▶ PROBLEM REQUIREMENTS: Switch "gray hair" to "silver hair" throughout the records below and write their lines out again with nothing else altered. Leave the pictures out.

^^^^^^^^

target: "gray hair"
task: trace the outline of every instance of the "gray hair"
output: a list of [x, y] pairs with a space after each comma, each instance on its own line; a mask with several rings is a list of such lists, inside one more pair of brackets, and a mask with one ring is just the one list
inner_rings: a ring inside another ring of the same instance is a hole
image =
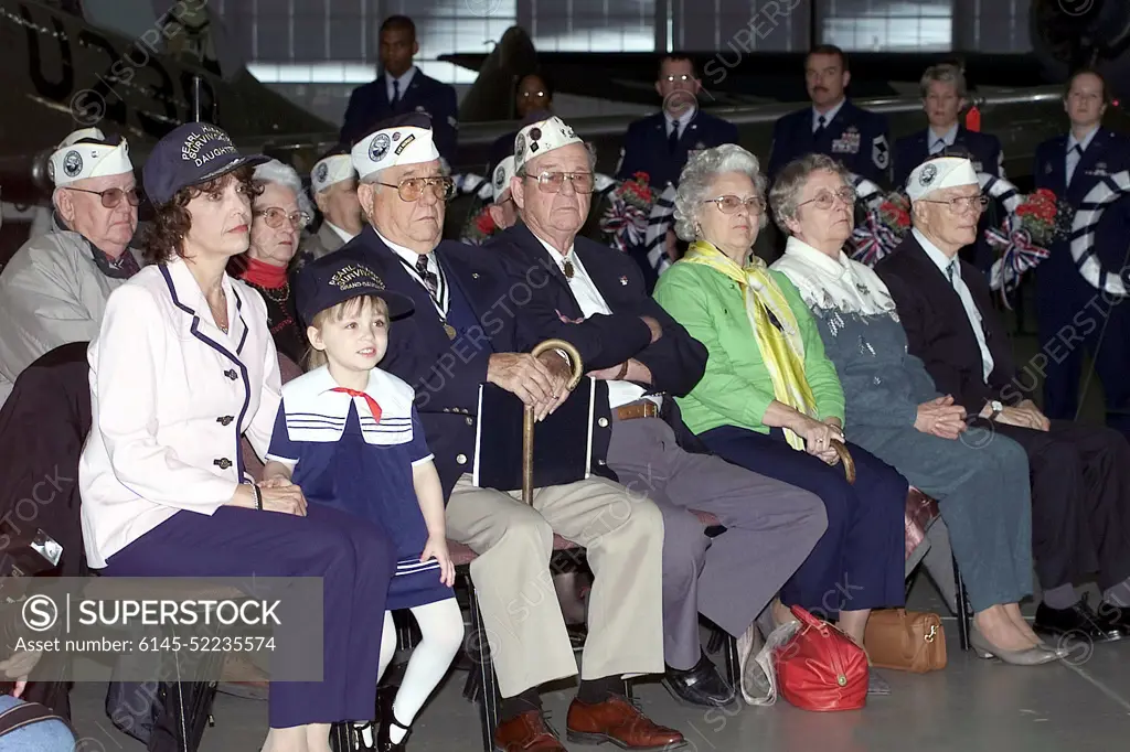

^^^^^^^^

▶ RIGHT ANSWER:
target: "silver hair"
task: trace the outline of every instance of the "silver hair"
output: a list of [x, y] pairs with a space after each comma, each instance on its own line; a mask with several rings is a list of such lists, inside one more pair of brackets, and a mask with one ring is just the one list
inner_rings: a ring inside another ring of the same instance is a hole
image =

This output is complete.